*Required action:* No pictures belong in the answer. Repeat all the entries exactly.

━━━ Material for the task ━━━

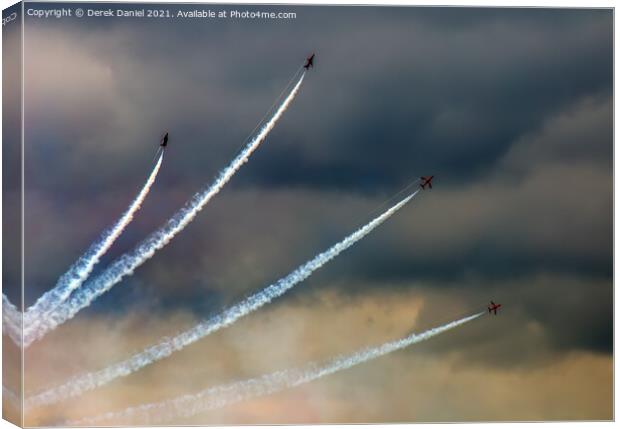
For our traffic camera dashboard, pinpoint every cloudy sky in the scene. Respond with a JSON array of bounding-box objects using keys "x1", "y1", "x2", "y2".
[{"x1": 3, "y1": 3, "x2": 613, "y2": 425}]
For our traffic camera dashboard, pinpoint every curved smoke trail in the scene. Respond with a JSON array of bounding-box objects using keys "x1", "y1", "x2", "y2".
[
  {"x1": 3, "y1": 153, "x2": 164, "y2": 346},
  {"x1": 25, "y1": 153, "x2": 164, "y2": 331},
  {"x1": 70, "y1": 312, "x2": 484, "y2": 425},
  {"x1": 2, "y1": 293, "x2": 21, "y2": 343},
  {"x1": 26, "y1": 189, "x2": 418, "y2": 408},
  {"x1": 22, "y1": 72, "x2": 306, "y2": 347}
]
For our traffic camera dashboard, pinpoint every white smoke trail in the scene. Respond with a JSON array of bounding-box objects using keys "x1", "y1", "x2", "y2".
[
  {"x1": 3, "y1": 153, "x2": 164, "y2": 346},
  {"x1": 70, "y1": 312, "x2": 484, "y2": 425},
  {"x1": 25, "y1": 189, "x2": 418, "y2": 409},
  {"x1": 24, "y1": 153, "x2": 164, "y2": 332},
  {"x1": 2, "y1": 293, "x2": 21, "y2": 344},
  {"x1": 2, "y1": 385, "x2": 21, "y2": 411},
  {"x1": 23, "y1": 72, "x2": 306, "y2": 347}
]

━━━

*Exercise result:*
For our traffic camera dashboard, pinpoint every cloudy sky in the scene. Respond with a JSON array of bounding-box objects using keys "x1", "y1", "x2", "y2".
[{"x1": 3, "y1": 3, "x2": 613, "y2": 425}]
For our traffic camera dashboard, pinpoint every curved smoke trail in the scene. Respond with a JSON array of bounding-box objects using keys "x1", "y1", "x2", "y2".
[
  {"x1": 3, "y1": 153, "x2": 164, "y2": 346},
  {"x1": 25, "y1": 153, "x2": 164, "y2": 331},
  {"x1": 70, "y1": 312, "x2": 484, "y2": 425},
  {"x1": 2, "y1": 293, "x2": 21, "y2": 343},
  {"x1": 26, "y1": 189, "x2": 418, "y2": 408},
  {"x1": 22, "y1": 72, "x2": 306, "y2": 347}
]
For our traffic camera dashboard, pinpoint every white smoke trail in the scene. Respond with a JSON array of bounding-box objects using keys "x1", "y1", "x2", "y2".
[
  {"x1": 3, "y1": 153, "x2": 164, "y2": 346},
  {"x1": 70, "y1": 312, "x2": 484, "y2": 425},
  {"x1": 25, "y1": 189, "x2": 418, "y2": 409},
  {"x1": 24, "y1": 153, "x2": 164, "y2": 332},
  {"x1": 2, "y1": 293, "x2": 21, "y2": 344},
  {"x1": 2, "y1": 385, "x2": 21, "y2": 411},
  {"x1": 23, "y1": 72, "x2": 306, "y2": 347}
]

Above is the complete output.